===== Brano di testo =====

Dazi reciproci USA: le tariffe italiane all’import sono in media inferiori a quelle americane, ma con importanti differenze tra settori. I trasporti, auto in primis, l’agroalimentare e la meccanica ed elettronica sono i più esposti.
Dopo il report rilasciato lo scorso 12 febbraio, approfondiamo ulteriormente il tema dei possibili impatti dei dazi USA integrando le nuove prospettive di ‘reciprocità’ che il Presidente Trump ha di recente annunciato. I ragionamenti qui esposti si limitano a considerare la reciprocità dei dazi, mentre non considerano l’IVA o altre imposte perché, nonostante rappresentino un’ulteriore barriera secondo l’Amministrazione americana, mancano elementi conoscitivi imprescindibili per una chiara quantificazione del loro impatto. Tutti i dati relativi al valore degli scambi riportati in questa nota sono espressi in dollari, per coerenza con il database utilizzato per le tariffe (World Bank-WITS).
Nel 2022, in media, le imprese americane che hanno esportato in Italia hanno subito una tariffa dell’1,1%; viceversa, le imprese italiane esportatrici negli USA hanno fronteggiato dei dazi medi del 3,1%. Pertanto, da un primo sguardo sommario, l’applicazione di un principio di reciprocità parrebbe sfavorevole per gli Stati Uniti nel rapporto con l’Italia. Tuttavia, il quadro a livello di settori e singoli prodotti è molto variegato: nel complesso, il 51% di tutti i prodotti scambiati tra Italia e USA è soggetto a tariffe superiori nel nostro Paese. I dazi sono sbilanciati a favore dell’Italia soprattutto nella gomma-plastica (per il 70% dei prodotti), nei trasporti (69%), nell’agroalimentare e nella chimica e farmaceutica (67%), e nella meccanica ed elettronica (59%). Questi settori contano quindi un maggior numero di prodotti che potrebbero subire aumenti tariffari nel caso di imposizione di dazi reciproci. Considerando il valore delle esportazioni italiane, i prodotti su cui verrebbero innalzate le tariffe valgono circa 32,0 miliardi di dollari, coinvolgendo principalmente trasporti, agroalimentare e meccanica ed elettronica. Difficile, invece, ipotizzare un minor onere per le imprese italiane dei settori per i quali siamo svantaggiati in termini di tariffe, che comunque coinvolgono il 30% dei prodotti scambiati e valgono 15,9 miliardi di dollari.

===== Record forniti =====

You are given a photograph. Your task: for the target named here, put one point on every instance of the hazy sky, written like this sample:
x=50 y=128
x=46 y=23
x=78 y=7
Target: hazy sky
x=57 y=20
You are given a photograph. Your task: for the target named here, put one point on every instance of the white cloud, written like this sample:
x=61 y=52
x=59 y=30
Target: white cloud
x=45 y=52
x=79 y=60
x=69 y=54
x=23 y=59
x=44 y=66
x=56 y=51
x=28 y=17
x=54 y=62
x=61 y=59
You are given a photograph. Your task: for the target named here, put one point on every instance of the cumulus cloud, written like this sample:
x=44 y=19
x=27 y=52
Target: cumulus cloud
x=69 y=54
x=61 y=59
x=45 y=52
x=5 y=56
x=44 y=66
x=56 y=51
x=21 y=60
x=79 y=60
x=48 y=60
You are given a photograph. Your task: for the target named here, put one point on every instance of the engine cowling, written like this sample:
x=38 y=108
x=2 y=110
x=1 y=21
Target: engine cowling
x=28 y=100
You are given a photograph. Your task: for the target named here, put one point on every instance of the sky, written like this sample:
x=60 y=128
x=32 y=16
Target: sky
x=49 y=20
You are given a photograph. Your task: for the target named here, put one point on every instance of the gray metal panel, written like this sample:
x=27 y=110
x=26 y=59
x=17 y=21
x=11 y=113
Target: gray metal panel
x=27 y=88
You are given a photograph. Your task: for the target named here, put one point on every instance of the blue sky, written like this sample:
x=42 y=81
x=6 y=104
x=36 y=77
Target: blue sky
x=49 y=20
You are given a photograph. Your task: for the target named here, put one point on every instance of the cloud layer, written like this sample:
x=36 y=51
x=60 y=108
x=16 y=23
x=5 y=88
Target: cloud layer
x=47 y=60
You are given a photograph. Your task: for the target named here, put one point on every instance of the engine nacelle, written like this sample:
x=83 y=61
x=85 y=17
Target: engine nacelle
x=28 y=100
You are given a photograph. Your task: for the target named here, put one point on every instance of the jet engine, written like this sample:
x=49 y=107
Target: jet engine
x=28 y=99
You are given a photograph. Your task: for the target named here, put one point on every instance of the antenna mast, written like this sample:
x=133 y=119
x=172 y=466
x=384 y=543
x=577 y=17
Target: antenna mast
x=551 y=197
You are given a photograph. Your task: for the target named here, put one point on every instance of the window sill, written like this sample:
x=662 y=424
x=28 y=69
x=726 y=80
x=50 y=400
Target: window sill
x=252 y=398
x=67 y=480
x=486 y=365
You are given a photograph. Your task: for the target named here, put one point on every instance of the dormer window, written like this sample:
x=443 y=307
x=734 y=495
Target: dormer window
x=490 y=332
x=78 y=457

=====

* _Esercizi_
a) Elenca i settori in cui, secondo il testo sui dazi USA, le tariffe sono sbilanciate a favore dell'Italia. Per ciascuno indica la quota di prodotti riportata.
b) Nel testo sui dazi USA, quale tariffa media hanno subito nel 2022 le imprese americane che hanno esportato in Italia?
c) Prosegui il testo sui dazi USA a partire dalla sua ultima frase.

* _Risposte_
a)
- Gomma-plastica: 70%
- Trasporti: 69%
- Agroalimentare: 67%
- Chimica e farmaceutica: 67%
- Meccanica ed elettronica: 59%

b) Una tariffa media dell'1,1%.

c)
I dazi reciproci annunciati dagli USA
Con un Memorandum Presidenziale del 12 febbraio 2025, l’amministrazione Trump ha annunciato lo sviluppo del Fair and Reciprocal Plan, un vasto piano che mette al centro l’aggiustamento delle attuali tariffe doganali americane in modo che siano reciproche rispetto agli altri Paesi. L’annuncio considera alcuni esempi che giustificherebbero tale piano: nei confronti dell’UE è citato il caso delle auto, che all’ingresso nel nostro continente vedono una tariffa del 10%, mentre gli Stati Uniti impongono solo un 2,5%.
La mancanza di reciprocità è individuata come una delle cause del trade deficit americano e comprende non solo i dazi doganali ma anche altre tasse imposte da Paesi esteri sulle imprese americane che esportano. Ad esempio, un consulente dell’amministrazione Trump, Peter Navarro, ha fatto riferimento all’imposta sul valore aggiunto, che arriva “quasi a triplicare le tariffe dell’UE sulle esportazioni americane”. L’IVA, infatti, si applica anche ai beni venduti da imprese extra-UE sul territorio europeo (mentre negli USA esistono solo delle tasse statali di entità minore), costituendo nella visione americana un’ulteriore barriera all’export nel nostro continente.
Dal momento che si tratta ancora di un annuncio e che mancano dettagli su come le imposte non doganali entrerebbero nella quantificazione dei nuovi dazi, la presente analisi si limita a considerare i differenziali tra le tariffe all’ingresso tra Italia e Stati Uniti, tralasciando l’impatto di IVA e altre tasse.
La (non) reciprocità dei dazi tra Italia e USA: il quadro aggregato e i settori
Sebbene per valutare l’eventuale impatto di dazi reciproci sia necessario considerare i singoli prodotti, è utile partire da un’analisi aggregata della bilancia commerciale e “doganale” dei settori italiani rispetto ai corrispettivi americani.
Considerando tutti i prodotti scambiati tra i due Paesi e i relativi dazi, nel 2022 le imprese americane che hanno esportato in Italia hanno subito una tariffa media dell’1,1%; viceversa, le imprese italiane esportatrici negli USA hanno fronteggiato dei dazi medi del 3,1%.1 Da questi dati la “bilancia doganale” risulterebbe quindi sbilanciata a favore degli Stati Uniti. Ciononostante, la bilancia commerciale è fortemente positiva per il nostro Paese: in media tra 2022 e 2024, l’Italia ha fatto registrare un surplus di 48,9 miliardi di dollari (dati World Bank-WITS).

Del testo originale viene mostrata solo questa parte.